* START *
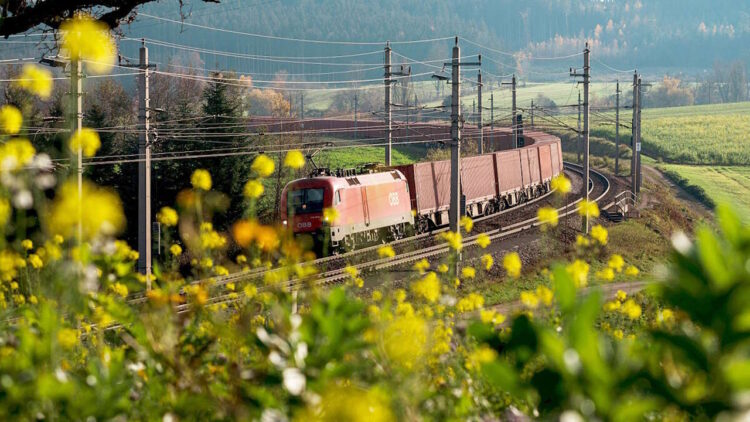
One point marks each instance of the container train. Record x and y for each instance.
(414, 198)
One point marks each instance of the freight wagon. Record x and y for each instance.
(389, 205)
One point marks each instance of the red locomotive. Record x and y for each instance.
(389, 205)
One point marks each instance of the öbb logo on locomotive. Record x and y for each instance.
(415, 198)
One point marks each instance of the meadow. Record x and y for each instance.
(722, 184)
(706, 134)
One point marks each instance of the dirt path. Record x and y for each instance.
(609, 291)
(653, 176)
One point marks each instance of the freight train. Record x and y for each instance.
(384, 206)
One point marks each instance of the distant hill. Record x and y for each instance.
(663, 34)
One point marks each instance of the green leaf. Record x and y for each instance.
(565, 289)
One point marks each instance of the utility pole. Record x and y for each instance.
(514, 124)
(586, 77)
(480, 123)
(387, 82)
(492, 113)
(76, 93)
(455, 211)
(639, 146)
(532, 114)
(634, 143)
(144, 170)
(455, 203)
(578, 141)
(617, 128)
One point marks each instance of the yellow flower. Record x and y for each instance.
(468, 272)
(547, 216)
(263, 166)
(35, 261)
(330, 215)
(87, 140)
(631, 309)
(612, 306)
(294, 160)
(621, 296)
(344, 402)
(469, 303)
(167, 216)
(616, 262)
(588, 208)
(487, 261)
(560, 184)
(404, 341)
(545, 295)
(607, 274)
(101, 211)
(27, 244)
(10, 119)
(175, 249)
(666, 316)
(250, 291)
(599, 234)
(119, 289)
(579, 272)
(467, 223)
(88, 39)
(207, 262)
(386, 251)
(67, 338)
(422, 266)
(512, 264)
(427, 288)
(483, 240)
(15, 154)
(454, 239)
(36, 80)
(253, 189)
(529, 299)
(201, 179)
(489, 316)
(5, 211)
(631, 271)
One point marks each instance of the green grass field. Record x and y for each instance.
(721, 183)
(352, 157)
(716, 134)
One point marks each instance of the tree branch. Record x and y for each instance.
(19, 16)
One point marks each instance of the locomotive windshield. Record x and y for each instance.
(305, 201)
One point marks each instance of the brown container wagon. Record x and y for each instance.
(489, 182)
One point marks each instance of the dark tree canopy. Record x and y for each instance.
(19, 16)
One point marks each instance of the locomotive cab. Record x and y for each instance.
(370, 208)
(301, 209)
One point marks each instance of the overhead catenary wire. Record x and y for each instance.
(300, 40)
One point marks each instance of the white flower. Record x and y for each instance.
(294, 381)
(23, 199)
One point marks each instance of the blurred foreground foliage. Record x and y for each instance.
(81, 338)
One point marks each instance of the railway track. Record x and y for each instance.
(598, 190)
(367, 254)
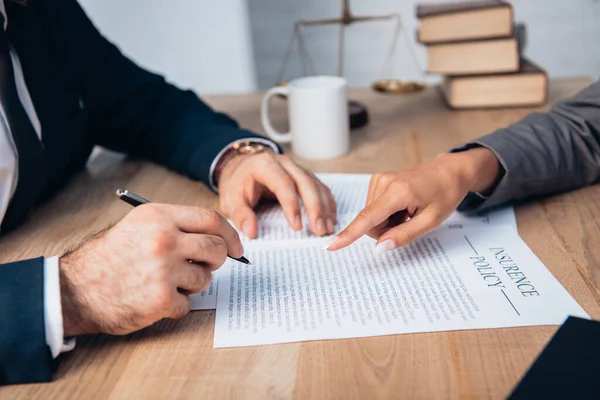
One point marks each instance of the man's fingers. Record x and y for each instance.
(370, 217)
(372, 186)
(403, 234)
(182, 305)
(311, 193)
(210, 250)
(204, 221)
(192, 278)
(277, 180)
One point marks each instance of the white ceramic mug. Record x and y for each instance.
* END *
## INSTRUCTIONS FOR THE TASK
Convert the records, from the line with "One point marks each instance of the dark" up to and including the last line of the records, into a Markdown table with the columns "Row" and "Line". Give each line its own numbered row, omit blank lines, and leave the pictures out.

## EXPECTED ANSWER
| Row | Line |
|---|---|
| 1 | One point marks each instance of the dark tree canopy. Record x and y for each instance. |
| 2 | (19, 16) |
| 3 | One point marks each instance of the locomotive cab. Record x and y for each instance. |
| 4 | (370, 208) |
| 5 | (301, 209) |
| 6 | One point marks each instance of the overhead catenary wire. Record x and y for each instance. |
| 7 | (300, 40) |
| 8 | One point marks each instance of the white flower. Record x and y for each instance. |
| 9 | (294, 381) |
| 10 | (23, 199) |
| 11 | One point marks each instance of the blurred foreground foliage. Record x and y for each instance. |
| 12 | (81, 338) |
| 13 | One point marks each instance of the railway track. Record x and y for each instance. |
| 14 | (598, 190) |
| 15 | (367, 254) |
| 16 | One point marks each instance of the man's fingers. Record x and y for each instance. |
| 17 | (370, 217) |
| 18 | (372, 186) |
| 19 | (403, 234) |
| 20 | (182, 305) |
| 21 | (311, 193) |
| 22 | (210, 250) |
| 23 | (204, 221) |
| 24 | (192, 278) |
| 25 | (277, 180) |
| 26 | One point marks each instance of the white ceramic mug. Record x and y for each instance. |